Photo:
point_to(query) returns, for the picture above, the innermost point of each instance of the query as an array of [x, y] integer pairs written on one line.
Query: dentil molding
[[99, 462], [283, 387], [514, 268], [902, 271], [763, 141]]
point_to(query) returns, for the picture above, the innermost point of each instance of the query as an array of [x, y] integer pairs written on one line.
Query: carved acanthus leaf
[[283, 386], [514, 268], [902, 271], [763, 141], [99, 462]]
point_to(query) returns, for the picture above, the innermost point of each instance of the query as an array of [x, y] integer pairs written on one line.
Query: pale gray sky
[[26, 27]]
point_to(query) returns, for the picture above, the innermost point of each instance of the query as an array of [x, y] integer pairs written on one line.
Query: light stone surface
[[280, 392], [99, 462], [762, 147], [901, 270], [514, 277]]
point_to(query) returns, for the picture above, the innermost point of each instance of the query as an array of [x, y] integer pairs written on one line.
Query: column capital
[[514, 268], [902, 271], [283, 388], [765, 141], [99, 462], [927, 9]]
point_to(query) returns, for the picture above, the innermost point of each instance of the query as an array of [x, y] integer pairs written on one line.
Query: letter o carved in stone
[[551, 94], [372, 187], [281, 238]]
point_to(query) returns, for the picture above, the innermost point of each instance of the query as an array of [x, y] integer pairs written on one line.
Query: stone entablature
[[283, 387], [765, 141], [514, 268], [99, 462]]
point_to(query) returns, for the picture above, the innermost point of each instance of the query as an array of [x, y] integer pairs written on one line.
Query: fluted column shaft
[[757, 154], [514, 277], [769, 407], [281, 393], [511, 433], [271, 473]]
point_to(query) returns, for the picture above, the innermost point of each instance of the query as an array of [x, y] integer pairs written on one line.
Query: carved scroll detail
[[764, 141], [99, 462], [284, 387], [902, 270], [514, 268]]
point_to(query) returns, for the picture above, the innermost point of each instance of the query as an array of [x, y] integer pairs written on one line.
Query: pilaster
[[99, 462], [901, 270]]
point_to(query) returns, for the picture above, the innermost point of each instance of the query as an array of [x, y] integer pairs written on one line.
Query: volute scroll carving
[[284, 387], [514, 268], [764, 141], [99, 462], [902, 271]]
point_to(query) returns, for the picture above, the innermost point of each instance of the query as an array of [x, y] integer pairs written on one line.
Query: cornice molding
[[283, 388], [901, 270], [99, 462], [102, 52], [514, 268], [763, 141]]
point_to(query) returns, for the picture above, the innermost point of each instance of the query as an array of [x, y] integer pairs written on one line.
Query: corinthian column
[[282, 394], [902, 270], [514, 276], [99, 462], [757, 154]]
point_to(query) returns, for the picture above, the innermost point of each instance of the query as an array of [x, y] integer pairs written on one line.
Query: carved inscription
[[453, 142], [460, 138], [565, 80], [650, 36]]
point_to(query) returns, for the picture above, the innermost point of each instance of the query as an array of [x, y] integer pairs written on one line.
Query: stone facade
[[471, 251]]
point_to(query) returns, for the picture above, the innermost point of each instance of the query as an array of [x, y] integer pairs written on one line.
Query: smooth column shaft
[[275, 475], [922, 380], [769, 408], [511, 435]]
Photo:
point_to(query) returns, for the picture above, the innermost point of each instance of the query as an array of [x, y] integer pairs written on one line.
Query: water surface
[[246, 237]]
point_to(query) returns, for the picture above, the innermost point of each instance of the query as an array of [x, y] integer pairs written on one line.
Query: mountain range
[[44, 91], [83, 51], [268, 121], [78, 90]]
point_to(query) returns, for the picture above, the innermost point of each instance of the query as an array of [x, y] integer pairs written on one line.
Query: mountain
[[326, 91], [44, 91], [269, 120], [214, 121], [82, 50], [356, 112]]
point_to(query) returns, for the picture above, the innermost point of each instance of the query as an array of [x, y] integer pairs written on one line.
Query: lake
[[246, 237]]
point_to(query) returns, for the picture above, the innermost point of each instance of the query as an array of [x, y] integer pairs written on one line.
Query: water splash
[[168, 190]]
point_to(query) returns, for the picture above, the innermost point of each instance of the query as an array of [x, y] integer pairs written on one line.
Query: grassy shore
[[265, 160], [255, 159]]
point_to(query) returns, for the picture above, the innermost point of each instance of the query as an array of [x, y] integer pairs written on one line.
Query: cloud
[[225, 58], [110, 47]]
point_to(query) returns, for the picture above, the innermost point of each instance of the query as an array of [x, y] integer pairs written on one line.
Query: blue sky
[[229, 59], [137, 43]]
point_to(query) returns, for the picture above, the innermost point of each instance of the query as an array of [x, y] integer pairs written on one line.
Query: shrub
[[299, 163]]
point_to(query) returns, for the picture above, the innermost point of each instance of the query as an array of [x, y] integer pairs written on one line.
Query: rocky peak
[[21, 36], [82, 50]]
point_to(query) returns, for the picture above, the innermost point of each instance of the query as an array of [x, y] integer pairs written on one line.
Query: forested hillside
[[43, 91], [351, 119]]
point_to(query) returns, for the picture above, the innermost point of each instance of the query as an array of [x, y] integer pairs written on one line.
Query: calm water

========

WORK TO DO ::
Revise all of the rows above by replacing "innermost point" with "central point" wherever it occurs. Leave everything else unchanged.

ANSWER BELOW ::
Photo:
point_to(query) returns, for the picture above, the central point of each instance of the query as an array of [x, y] integer pairs written on one line.
Query: dentil molding
[[99, 462], [283, 387], [514, 268], [902, 271], [763, 141]]
point_to(query) returns, for the picture above, the central point of each instance of the query as an array of [x, y] integer pairs written on one line.
Query: carved acanthus leaf
[[283, 386], [514, 268], [902, 271], [763, 141], [99, 462]]
point_to(query) returns, for the picture above, the central point of each instance of the query as an array of [x, y] integer pairs written on one line.
Query: pale gray sky
[[26, 27]]
point_to(query) returns, for the picture above, the central point of each instance of the query as an array of [x, y] integer pairs written on one line.
Query: light stone surface
[[280, 392], [99, 462], [762, 147], [901, 270], [514, 277]]
point_to(query) returns, for the picture above, the central point of each instance of the query as an array of [x, y] integer pairs written on one line.
Query: column capital
[[514, 268], [902, 271], [283, 388], [765, 141], [99, 462], [927, 9]]
point_to(query) returns, for the picture above, the central point of each instance of the query as an array of [x, y] integer pairs written on one line.
Query: letter o carved in stone
[[551, 94], [372, 187], [281, 238]]
point_to(query) returns, for the picture above, the central point of each instance of the query as an array of [x, y] integer pairs written on one line.
Query: stone entablature
[[283, 387], [765, 141], [514, 268], [99, 462]]
point_to(query) returns, for the picture above, the central point of each instance of the query as an array of [x, y] integer pairs written on one line.
Query: fluted column shaft
[[757, 154], [514, 277], [769, 407], [281, 393], [511, 433], [271, 473]]
point_to(query) returns, for the picture above, the central point of each instance of the query as an array of [x, y] integer pairs written on one line.
Query: carved scroll detail
[[764, 141], [99, 462], [284, 387], [902, 270], [514, 268]]
point_to(query) returns, for the picture above, the central point of each instance of the query as an array of [x, y] integer pairs written on one line.
Query: pilaster
[[99, 462], [901, 270]]
point_to(query) returns, for the picture above, the central point of each instance of the query as an array of [x, y] integer pairs written on one line.
Query: volute scroll carving
[[284, 387], [514, 268], [764, 141], [99, 462], [902, 271]]
point_to(query) returns, for the picture above, the central point of each instance of the query as an array of [x, y] integer pairs written on one line.
Query: cornice molding
[[283, 388], [901, 270], [99, 462], [102, 52], [514, 268], [763, 141]]
point_to(query) returns, for the picture above, the central point of each instance of the query as an array of [x, y] integer pairs written on one line.
Query: corinthian column
[[282, 394], [902, 270], [514, 276], [99, 462], [757, 154]]
point_to(query) returns, for the picture above, the central point of each instance of the query as an array of [x, y] integer pairs written on one line.
Query: carved inscription
[[453, 142], [460, 138], [565, 80], [650, 36]]
point_to(query) returns, for the picture above, the central point of each instance of the query as an array of [x, y] integer pairs written on one line.
Query: stone facade
[[471, 251]]
point_to(query) returns, for the picture above, the central point of each instance of the query as an array of [x, y] integer pairs written on one line.
Query: smooth column shaft
[[275, 475], [922, 380], [769, 408], [511, 435]]
Photo:
point_to(query) returns, for the picture above, the central point of each instance of the query as an array of [x, y] integer pairs written on one line.
Query: water surface
[[246, 237]]
point_to(query) returns, for the picture above, the central point of each instance of the query as an array of [x, y] integer pairs written on one line.
Query: mountain range
[[44, 91], [83, 51], [268, 121], [78, 90]]
point_to(query) returns, for the picture above, the central point of each instance of the query as an array of [x, y] integer pairs written on one line.
Query: mountain
[[326, 91], [44, 91], [269, 120], [214, 121], [82, 50], [356, 112]]
point_to(query) returns, for the picture above, the central point of each instance of the query as an array of [x, y] integer pairs written on one line.
Query: lake
[[246, 237]]
point_to(query) returns, for the picture above, the central point of each instance of the query as an array of [x, y] integer pairs written on one line.
Query: water splash
[[168, 190]]
point_to(query) returns, for the picture above, the central point of each instance of the query as an array of [x, y] integer pairs written on one line.
Query: grassy shore
[[265, 160], [255, 159]]
point_to(query) returns, for the picture above, the central point of each instance of the query as an array of [x, y] integer pairs written on one line.
Query: cloud
[[225, 58], [110, 47]]
point_to(query) returns, for the picture above, the central point of each instance of the query as an array of [x, y] integer pairs written on one line.
Query: blue sky
[[229, 59], [137, 43]]
point_to(query) returns, for the picture above, the central point of each instance of the query as an array of [x, y] integer pairs written on one line.
Query: shrub
[[299, 163]]
point_to(query) returns, for the picture above, the central point of each instance of the query as an array of [x, y] integer pairs written on one line.
Query: rocky peak
[[21, 36], [82, 50]]
point_to(query) returns, for the picture above, the central point of each instance of the query as an array of [x, y] integer pairs written on one line.
Query: forested hillside
[[43, 91], [351, 119]]
point_to(query) returns, for the picture above, the central point of each instance of the query as an array of [x, y] integer pairs written on one line.
Query: calm water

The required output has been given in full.